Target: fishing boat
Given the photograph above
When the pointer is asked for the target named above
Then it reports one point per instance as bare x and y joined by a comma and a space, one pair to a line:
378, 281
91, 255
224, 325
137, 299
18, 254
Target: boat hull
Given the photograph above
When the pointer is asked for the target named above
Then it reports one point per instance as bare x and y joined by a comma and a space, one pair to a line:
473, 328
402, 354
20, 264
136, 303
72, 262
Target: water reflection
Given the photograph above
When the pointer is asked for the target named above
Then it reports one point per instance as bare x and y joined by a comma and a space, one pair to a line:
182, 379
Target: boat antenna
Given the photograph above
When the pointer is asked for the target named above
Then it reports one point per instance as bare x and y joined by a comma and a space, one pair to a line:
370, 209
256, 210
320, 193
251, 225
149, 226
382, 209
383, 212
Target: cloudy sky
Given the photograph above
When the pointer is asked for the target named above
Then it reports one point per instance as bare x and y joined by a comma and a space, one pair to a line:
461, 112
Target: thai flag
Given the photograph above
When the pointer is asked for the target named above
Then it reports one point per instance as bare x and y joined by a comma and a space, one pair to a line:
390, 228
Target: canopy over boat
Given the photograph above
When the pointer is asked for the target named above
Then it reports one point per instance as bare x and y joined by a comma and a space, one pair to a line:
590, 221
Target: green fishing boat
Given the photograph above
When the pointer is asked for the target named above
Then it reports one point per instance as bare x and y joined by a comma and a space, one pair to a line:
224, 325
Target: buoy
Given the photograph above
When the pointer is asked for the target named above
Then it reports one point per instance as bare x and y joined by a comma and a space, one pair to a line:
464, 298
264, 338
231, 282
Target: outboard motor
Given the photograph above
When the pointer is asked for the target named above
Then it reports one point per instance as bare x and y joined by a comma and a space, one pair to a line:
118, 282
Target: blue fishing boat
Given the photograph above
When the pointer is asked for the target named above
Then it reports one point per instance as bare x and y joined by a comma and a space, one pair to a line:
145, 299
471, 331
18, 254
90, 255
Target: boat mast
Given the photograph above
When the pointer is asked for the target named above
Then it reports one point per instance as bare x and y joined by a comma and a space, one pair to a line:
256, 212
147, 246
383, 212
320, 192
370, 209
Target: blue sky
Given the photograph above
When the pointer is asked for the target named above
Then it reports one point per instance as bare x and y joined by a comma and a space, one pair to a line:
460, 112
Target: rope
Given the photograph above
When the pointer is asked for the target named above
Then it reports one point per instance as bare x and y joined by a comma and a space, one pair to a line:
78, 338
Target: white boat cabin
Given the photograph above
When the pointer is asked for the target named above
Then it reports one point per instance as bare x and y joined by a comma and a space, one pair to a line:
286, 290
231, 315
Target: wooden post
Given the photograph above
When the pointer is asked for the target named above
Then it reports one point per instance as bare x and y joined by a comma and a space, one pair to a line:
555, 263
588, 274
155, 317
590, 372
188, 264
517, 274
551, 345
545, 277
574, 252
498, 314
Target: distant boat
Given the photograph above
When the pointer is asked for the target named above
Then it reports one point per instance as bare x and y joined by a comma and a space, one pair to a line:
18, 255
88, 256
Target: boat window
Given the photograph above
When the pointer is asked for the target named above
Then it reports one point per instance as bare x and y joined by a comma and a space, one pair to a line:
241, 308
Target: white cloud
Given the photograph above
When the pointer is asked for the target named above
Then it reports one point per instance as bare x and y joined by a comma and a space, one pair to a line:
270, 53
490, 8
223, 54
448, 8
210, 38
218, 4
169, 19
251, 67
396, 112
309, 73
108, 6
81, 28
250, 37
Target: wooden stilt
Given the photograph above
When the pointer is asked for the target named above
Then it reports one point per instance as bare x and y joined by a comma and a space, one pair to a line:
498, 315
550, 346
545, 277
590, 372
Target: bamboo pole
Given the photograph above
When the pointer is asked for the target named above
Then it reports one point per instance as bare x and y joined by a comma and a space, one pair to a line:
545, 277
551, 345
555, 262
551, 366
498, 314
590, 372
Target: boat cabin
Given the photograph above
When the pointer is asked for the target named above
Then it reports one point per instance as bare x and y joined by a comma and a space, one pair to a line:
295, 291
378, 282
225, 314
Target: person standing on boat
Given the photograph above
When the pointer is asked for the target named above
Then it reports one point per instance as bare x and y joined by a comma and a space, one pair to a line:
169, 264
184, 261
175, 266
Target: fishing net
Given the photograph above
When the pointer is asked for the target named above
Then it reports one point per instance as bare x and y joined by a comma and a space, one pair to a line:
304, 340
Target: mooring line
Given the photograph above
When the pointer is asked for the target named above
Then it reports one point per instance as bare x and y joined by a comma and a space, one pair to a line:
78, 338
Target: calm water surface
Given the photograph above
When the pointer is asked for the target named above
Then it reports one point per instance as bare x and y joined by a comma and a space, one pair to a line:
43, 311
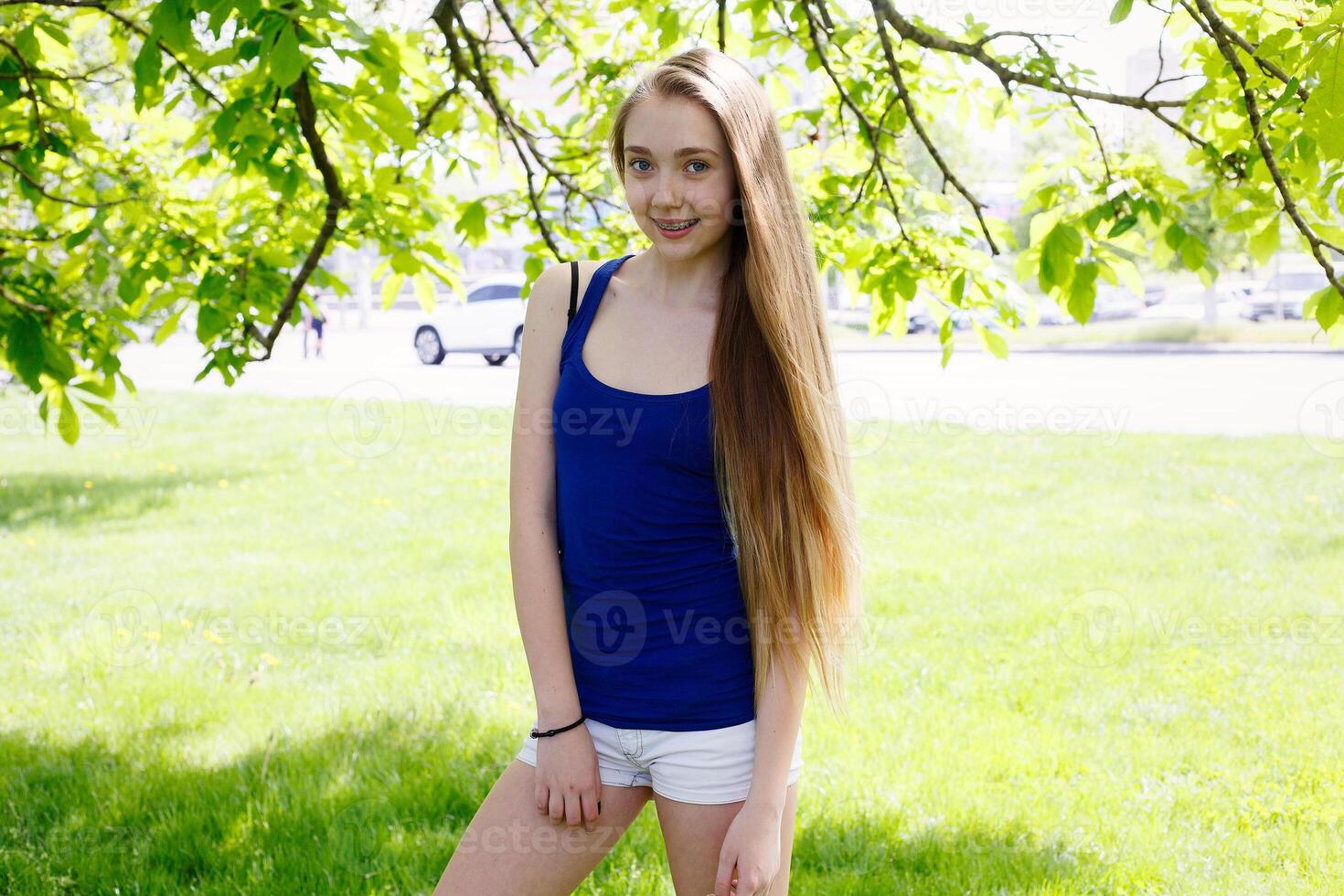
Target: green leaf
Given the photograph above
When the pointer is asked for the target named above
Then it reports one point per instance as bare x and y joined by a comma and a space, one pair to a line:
1060, 254
69, 422
1326, 305
1083, 292
391, 286
1289, 91
1123, 225
171, 22
23, 348
423, 291
286, 60
146, 71
1265, 243
994, 341
471, 222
#####
Rescale the stretch of rows from the line containing "Target: calm water surface" through the end of the rows, giving back every line with each x and y point coordinate multiplied by 1.35 and rounded to a whole number, halves rounding up. Keep all other lines unchanged, and leave the picture out.

Target: calm water surface
Given the photograph above
When the pointer is asked for the target named above
Then it reports one point per instance as bare x and y joined by a comma and a space, one pair to a line:
58, 420
Target: green leaf
Given the photograph above
When the pointer is asked for the target named above
Then it reports one point per instance as bare x and y joined by a comma and a space, one pair to a line:
1431, 343
93, 570
1790, 412
1462, 394
528, 386
1740, 123
1516, 304
231, 30
31, 470
571, 393
386, 81
197, 96
1708, 328
1342, 460
636, 300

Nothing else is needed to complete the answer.